▶ **Exercise description**:
How many of the lines below contain the string "slope", counting only matches with the same capitalization? Reply with the number alone.
# # # # #
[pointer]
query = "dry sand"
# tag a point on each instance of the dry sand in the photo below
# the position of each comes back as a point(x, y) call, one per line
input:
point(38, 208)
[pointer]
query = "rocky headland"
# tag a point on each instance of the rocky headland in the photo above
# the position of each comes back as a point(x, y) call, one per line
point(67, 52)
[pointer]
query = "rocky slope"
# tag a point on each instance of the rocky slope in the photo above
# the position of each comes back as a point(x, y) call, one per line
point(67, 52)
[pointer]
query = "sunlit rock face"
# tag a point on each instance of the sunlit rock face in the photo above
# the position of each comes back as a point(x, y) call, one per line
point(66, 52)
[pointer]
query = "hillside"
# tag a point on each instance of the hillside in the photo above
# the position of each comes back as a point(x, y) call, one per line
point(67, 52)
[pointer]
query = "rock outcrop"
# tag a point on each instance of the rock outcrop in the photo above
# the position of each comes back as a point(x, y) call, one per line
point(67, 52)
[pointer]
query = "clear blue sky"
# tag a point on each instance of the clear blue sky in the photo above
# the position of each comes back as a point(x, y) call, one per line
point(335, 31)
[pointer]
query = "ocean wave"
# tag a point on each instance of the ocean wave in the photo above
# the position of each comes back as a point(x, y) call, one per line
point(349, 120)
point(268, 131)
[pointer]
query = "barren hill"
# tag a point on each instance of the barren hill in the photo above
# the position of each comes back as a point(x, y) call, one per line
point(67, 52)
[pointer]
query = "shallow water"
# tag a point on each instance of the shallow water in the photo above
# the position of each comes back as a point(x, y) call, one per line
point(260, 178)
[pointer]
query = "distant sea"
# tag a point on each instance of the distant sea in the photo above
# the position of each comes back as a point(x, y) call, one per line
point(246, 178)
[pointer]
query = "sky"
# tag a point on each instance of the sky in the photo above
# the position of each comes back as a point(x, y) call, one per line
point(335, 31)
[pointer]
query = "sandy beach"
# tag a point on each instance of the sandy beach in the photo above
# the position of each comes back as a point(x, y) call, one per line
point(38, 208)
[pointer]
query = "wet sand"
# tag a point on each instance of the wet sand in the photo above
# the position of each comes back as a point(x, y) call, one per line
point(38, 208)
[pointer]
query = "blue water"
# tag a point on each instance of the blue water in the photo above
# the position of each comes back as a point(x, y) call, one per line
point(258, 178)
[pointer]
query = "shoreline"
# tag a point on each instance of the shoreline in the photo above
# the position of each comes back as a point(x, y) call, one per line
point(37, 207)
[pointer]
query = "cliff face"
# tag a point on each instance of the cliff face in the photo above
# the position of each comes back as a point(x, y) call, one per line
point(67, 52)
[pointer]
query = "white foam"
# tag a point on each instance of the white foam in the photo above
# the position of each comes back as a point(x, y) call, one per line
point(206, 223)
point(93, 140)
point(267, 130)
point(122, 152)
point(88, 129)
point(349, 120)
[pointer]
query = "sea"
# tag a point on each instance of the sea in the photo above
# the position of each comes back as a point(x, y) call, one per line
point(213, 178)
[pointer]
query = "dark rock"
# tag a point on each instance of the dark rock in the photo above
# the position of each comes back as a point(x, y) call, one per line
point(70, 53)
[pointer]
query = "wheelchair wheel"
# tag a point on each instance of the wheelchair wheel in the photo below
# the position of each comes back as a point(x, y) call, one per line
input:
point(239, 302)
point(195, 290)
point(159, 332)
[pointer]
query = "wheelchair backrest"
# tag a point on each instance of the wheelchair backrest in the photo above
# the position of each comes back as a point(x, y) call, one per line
# # # # #
▶ **Answer for this exercise**:
2